◆ **TEKST**:

Innopart vordert - na vermindering van eis (ter zitting) - dat de rechtbank bij uitvoerbaar bij voorraad te verklaren vonnis [eiseres in verzet] zal veroordelen:
tot betaling van € 74.970,00 aan hoofdsom, althans een in goede justitie te bepalen bedrag op de gronden als in de dagvaarding vermeld, te vermeerderen met de contractueel overeengekomen rente ad 7% vanaf 28 mei 2018 tot en met 13 oktober 2021 ten bedrage van € 18.776,97 & PM (vanaf 14 oktober 2021), althans vanaf data in goede justitie te bepalen tot aan de dag van algehele betaling;
tot betaling van € 1.712,47 ter zake de gemaakte (buiten)gerechtelijke kosten, althans een in goede justitie te bepalen bedrag, te vermeerderen met de wettelijke rente vanaf de dag der dagvaarding;
in de kosten van deze procedure, inclusief de kosten van beslaglegging, alsmede de nakosten daaronder begrepen, met bepaling dat gedaagde de wettelijke rente over deze (proces)kosten verschuldigd is vanaf acht dagen na dagtekening van het in dezen te wijzen vonnis.
3.2.
[eiseres in verzet] voert verweer en concludeert tot vernietiging van het verstekvonnis en tot afwijzing van de vorderingen, met veroordeling van Innopart, uitvoerbaar bij voorraad, in de proceskosten.
3.3.
Op de stellingen van partijen wordt hierna, voor zover van belang, nader ingegaan.

4.De beoordeling

4.1.
Het verzet is tijdig en op de juiste wijze ingesteld, zodat [eiseres in verzet] in zoverre in haar verzet kan worden ontvangen.
4.2.

◆ **OPDRACHTEN**:
1. Zet de regels van de gegevens om in een JSON-lijst van strings, één string per regel en zonder lege regels, van de regel met "Annotation task — pin every instance of the child's fingers" tot en met het einde van de gegevens.
2. Schrijf het uittreksel uit het vonnis verder vanaf de laatste regel.
Het uittreksel uit het vonnis staat los van de gegevens.

◆ **TE VERWERKEN GEGEVENS**:
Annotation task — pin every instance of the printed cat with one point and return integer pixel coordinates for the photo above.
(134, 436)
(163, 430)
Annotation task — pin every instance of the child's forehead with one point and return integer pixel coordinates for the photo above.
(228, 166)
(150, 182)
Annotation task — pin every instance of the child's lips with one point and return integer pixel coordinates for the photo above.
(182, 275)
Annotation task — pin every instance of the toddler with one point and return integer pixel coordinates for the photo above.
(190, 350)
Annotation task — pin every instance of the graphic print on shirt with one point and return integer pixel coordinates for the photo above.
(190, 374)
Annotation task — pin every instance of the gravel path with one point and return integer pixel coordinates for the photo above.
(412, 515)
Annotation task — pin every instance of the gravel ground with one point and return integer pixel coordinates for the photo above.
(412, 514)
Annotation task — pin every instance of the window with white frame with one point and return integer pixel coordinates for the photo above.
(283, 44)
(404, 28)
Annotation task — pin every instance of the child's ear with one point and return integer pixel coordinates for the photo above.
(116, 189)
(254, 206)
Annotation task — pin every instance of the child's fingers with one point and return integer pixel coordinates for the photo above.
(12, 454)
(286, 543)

◆ **RESULTATEN PER OPDRACHT**:
1.
[
  "Annotation task — pin every instance of the child's fingers with one point and return integer pixel coordinates for the photo above.",
  "(12, 454)",
  "(286, 543)"
]

2.
Tussen partijen is in geschil of [eiseres in verzet] de door Innopart verstrekte lening moet terugbetalen.
Beroep op artikel 2:203 BW, handelen namens op te richten vennootschap
4.3.
Innopart baseert haar vordering onder B primair op artikel 2:203 lid 2 van het Burgerlijk Wetboek (BW). Op grond van dit artikel zijn degenen die een rechtshandeling verrichten namens een op te richten vennootschap, tenzij met betrekking tot die rechtshandeling uitdrukkelijk anders is bedongen, daardoor hoofdelijk verbonden, totdat de vennootschap na haar oprichting de rechtshandeling heeft bekrachtigd. Volgens Innopart heeft [eiseres in verzet] uit naam van de vennootschap in oprichting Orava IE i.o. gehandeld. Dat handelen is niet bekrachtigd door de vennootschap, gelet op de uitschrijving uit het handelsregister. Van een uitdrukkelijk andersluidend beding als bedoeld in artikel 2:203 lid 2 BW is geen sprake. De hoofdelijke verbondenheid van [eiseres in verzet] is daarom niet geëindigd, aldus Innopart.
4.4.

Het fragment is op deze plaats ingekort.